───── EXTRACT
# SHTF with Physical Disability



## ohiomama (Oct 6, 2014)

I apologize if this topic has come up before...I'm new to the forum.

I have severe osteoarthritis in my knees that is requiring multiple surgeries (still in process) and long recovery. I am anxious to get my knees to a point where they don't hurt like hell 24/7 but the post-Obamacare health system is deplorable and, even with excellent employer-provided insurance, navigating the medical system to get this done has been an absolute nightmare for me. 

That being said...I get nervous about a SHTF scenario and my disability. I have prescription strength naproxen sodium squirreled away but, as bad as my knees are, even Pain Management hasn't been very effective so I know I'll be in hell if a SHTF occurs prior to the damage being fixed.

Are there others with disabilities that cause terrible pain here? What have you done to prepare? Is there anything that CAN be done to prepare? Are there natural supplements that work well that I can put away? 

Worst case scenario, I have no choice but to suck it up (I have to somewhat do this now) but I'm trying to at least somewhat prepare for how I'll handle the pain and what I can do to prepare for it.

Thanks!

~M


----------



## TG (Jul 28, 2014)

Here, in Canada, many patients with chronic pain are being prescribed medical marihuana, is there any way you can possibly grow a small amount just for yourself? There are different kinds of'course but even the mildest plant has strong pain-management qualities.


----------



## oddapple (Dec 9, 2013)

For dental, bone and body pain, Cannabis is eaten rather than smoked. To prepare Cannabis for oral use, crush it up and heat it at 250 degrees for 30 minutes, then eat it or cook with it.
Sending you a pm about pain mgmt.


----------



## Inor (Mar 22, 2013)

My wife has osteoarthritis and I know she uses ginger to reduce the inflammation.

These guys are a bit on the hippie side, but they do have some decent info on natural meds.

Natural and Safe Anti-Inflammatory Medicines | Medicine Hunter


----------



## dannydefense (Oct 9, 2013)

TorontoGal said:


> Here, in Canada, many patients with chronic pain are being prescribed medical marihuana, is there any way you can possibly grow a small amount just for yourself? There are different kinds of'course but even the mildest plant has strong pain-management qualities.


YOU'RE A HIPPIE.

(and then there was this text in lower case, so that the forum won't automatically lower case that first part)


----------



## ohiomama (Oct 6, 2014)

Thank you both! What a great idea!!! I could probably procure some seeds. I'll have to look into how to store them. From watching television, I know growing marijuana is an art...maybe I can obtain some books on this subject.

Pain Management is such a horrendous racket...I have hated every second of navigating it. Hopefully Ohio will soon become a medical marijuana state...I hate man-made pharmaceuticals. 

~M


----------



## Arklatex (May 24, 2014)

I think your best bet is to get the surgeries over with asap. Then you can be on your way to recovery. The sooner the better.


----------



## TG (Jul 28, 2014)

dannydefense said:


> YOU'RE A HIPPIE.
> 
> (and then there was this text in lower case, so that the forum won't automatically lower case that first part)


Marihuana grows wild everywhere in Ukraine and Russia, you learn about all herbs


----------



## ohiomama (Oct 6, 2014)
──────────
───── DATA SUPPLIED
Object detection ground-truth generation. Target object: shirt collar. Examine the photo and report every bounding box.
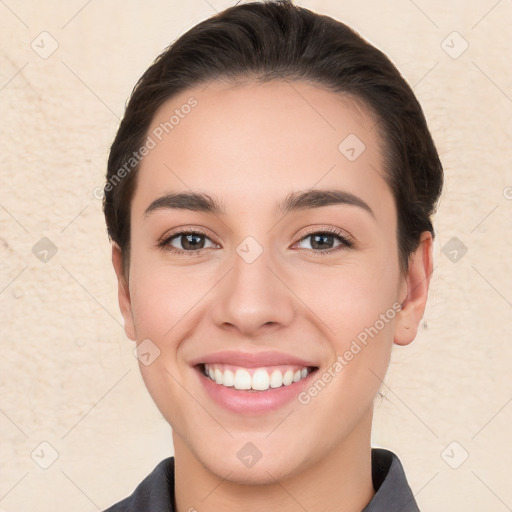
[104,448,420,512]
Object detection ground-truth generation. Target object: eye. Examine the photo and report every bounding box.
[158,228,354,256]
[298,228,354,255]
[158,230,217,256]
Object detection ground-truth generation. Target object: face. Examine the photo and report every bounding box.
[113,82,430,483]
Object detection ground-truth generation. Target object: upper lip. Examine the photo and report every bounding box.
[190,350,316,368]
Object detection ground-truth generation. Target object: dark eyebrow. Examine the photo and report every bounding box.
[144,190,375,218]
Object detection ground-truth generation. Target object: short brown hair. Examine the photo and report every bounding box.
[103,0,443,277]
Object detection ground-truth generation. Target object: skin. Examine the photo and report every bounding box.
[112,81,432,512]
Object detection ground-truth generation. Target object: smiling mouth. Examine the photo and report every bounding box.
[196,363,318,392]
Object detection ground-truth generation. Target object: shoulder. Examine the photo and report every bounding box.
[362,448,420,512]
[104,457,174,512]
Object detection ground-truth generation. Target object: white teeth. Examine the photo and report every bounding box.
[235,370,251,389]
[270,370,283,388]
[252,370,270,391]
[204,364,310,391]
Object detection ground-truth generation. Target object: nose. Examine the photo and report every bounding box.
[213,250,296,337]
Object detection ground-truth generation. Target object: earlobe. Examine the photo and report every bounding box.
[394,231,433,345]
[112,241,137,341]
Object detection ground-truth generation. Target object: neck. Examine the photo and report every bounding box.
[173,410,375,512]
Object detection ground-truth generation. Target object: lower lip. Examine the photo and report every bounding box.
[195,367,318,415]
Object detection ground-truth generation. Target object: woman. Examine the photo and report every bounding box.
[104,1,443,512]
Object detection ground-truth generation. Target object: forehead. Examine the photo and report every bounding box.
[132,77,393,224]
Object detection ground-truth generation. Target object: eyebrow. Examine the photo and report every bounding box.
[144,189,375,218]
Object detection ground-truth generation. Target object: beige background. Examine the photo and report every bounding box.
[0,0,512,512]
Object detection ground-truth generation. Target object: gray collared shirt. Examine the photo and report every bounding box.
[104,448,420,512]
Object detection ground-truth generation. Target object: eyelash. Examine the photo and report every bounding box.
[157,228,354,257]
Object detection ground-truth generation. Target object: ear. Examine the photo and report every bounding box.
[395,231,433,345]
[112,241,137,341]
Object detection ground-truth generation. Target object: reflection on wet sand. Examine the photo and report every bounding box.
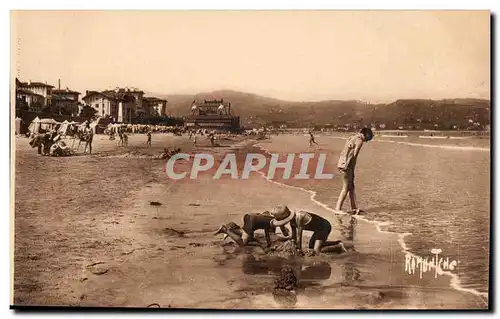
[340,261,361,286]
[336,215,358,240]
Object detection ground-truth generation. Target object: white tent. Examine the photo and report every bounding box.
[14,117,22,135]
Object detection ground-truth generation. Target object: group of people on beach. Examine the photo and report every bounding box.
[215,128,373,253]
──────────
───── DATA SUPPLIED
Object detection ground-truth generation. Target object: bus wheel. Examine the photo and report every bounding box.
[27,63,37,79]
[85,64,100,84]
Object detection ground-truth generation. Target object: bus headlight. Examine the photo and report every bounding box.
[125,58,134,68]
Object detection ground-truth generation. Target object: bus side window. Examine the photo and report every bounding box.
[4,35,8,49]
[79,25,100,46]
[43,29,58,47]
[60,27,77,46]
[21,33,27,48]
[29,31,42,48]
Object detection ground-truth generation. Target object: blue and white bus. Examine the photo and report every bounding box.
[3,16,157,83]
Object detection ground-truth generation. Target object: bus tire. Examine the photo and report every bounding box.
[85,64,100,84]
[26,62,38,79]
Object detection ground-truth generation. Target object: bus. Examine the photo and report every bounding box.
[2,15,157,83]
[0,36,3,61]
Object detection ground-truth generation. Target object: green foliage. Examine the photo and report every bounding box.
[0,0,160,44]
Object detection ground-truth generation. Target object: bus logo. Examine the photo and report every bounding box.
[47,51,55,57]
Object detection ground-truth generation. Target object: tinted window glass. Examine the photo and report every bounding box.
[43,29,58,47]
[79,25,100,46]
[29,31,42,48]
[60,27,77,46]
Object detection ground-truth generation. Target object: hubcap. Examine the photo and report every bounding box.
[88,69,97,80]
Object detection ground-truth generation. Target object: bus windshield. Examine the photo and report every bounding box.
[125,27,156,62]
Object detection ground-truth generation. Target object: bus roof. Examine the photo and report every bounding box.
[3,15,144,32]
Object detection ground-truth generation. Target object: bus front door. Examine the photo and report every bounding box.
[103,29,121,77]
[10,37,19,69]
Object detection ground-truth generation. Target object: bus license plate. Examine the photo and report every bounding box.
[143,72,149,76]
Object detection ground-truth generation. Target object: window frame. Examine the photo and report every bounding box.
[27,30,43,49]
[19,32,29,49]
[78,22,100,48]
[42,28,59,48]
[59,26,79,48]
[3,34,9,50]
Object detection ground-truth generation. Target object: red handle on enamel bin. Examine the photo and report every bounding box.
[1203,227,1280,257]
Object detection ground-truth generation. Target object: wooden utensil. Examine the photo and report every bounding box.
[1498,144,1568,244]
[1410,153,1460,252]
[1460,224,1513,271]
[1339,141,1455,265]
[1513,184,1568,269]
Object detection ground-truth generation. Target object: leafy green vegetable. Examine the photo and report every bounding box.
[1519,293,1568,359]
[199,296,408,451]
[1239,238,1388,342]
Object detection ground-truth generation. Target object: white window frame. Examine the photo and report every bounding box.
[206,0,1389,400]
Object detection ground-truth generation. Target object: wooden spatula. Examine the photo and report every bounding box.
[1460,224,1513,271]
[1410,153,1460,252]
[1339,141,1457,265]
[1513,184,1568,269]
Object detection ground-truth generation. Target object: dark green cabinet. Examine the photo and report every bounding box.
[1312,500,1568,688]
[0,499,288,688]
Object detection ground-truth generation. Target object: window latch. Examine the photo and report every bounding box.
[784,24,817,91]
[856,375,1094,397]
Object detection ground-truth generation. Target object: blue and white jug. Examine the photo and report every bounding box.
──────────
EXERCISE DETAILS.
In the forum thread on facing disaster with a physical disability, what does Inor's wife use to reduce inflammation from her osteoarthritis? The rows aren't needed here.

YOUR SOLUTION.
Ginger.